= YOUR GOAL =
Convert only the records from the line with "Security feed analysis request: locate the building window" up to and including the line with "51, 37, 58, 72" into a Markdown table. Use two columns, Index for a running line number and Text for the line itself, and leave out any blank lines.

Bounding box annotation entries:
────────────────

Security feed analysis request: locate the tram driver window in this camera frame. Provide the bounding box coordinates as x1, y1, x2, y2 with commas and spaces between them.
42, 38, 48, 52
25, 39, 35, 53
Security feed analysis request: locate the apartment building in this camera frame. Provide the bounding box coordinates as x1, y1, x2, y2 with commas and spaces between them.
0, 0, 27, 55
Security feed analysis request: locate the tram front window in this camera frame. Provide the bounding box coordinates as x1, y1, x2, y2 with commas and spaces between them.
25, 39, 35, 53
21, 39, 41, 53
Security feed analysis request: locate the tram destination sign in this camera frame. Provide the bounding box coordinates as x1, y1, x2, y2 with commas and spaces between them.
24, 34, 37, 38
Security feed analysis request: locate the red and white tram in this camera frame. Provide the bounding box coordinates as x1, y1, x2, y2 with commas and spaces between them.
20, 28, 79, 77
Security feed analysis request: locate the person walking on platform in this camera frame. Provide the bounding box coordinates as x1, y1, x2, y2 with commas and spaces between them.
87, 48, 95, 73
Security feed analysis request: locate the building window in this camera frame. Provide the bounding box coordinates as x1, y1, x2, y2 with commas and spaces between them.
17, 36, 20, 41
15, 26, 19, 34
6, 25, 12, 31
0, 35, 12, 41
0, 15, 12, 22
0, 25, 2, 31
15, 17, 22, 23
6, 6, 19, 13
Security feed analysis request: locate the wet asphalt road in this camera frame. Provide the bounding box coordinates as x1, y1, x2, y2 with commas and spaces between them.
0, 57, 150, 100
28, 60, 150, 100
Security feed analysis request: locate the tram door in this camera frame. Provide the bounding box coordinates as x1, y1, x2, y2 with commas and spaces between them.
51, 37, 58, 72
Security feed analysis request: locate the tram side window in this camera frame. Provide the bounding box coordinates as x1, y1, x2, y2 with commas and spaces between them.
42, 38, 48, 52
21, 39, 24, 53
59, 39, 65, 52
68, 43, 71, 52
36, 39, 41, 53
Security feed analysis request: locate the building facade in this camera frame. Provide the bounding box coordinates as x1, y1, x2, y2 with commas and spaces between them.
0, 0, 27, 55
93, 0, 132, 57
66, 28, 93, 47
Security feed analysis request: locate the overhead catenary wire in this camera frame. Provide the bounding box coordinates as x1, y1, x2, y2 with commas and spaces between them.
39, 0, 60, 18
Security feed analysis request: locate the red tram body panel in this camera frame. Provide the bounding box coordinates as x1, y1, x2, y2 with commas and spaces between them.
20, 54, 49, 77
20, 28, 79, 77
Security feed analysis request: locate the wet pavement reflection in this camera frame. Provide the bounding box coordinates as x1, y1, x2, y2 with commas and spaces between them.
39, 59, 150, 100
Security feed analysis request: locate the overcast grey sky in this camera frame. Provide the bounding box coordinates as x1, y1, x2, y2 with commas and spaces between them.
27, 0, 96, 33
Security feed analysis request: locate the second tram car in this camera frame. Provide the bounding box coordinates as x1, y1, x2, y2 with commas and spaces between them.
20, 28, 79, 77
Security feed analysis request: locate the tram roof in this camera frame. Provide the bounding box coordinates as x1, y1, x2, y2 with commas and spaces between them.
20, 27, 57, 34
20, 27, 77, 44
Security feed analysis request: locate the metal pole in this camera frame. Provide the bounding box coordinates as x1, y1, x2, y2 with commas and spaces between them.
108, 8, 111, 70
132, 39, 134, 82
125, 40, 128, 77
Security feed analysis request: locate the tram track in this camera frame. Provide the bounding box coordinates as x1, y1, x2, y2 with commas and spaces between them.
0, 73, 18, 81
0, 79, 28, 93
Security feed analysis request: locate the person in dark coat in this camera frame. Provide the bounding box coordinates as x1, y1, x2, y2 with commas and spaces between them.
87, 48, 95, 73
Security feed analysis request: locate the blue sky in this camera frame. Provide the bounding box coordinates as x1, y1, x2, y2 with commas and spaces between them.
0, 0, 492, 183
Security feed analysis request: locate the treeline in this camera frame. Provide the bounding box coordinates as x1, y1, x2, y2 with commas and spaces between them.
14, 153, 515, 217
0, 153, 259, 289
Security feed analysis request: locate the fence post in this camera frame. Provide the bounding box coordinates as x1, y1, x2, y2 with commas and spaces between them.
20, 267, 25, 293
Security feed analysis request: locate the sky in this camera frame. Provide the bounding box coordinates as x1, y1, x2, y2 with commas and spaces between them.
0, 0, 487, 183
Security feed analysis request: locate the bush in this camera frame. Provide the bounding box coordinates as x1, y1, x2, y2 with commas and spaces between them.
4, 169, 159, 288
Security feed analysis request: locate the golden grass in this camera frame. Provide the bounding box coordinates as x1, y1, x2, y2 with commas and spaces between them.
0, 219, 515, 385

────────────────

= THE OUTPUT =
| Index | Text |
|---|---|
| 1 | Security feed analysis request: locate the building window in this camera frame. Provide the bounding box coordinates as x1, y1, x2, y2 with commas and spaces between them. |
| 2 | 17, 36, 20, 41 |
| 3 | 15, 26, 19, 34 |
| 4 | 6, 25, 12, 31 |
| 5 | 0, 35, 12, 41 |
| 6 | 0, 15, 12, 22 |
| 7 | 0, 25, 2, 31 |
| 8 | 15, 17, 22, 23 |
| 9 | 6, 6, 19, 13 |
| 10 | Security feed analysis request: locate the wet asphalt road in this camera frame. Provide the bounding box coordinates as x1, y1, x2, y2 with commas and spaces between them. |
| 11 | 0, 57, 150, 100 |
| 12 | 28, 60, 150, 100 |
| 13 | Security feed analysis request: locate the tram door in this camera frame. Provide the bounding box coordinates as x1, y1, x2, y2 with commas and spaces between them. |
| 14 | 51, 37, 58, 72 |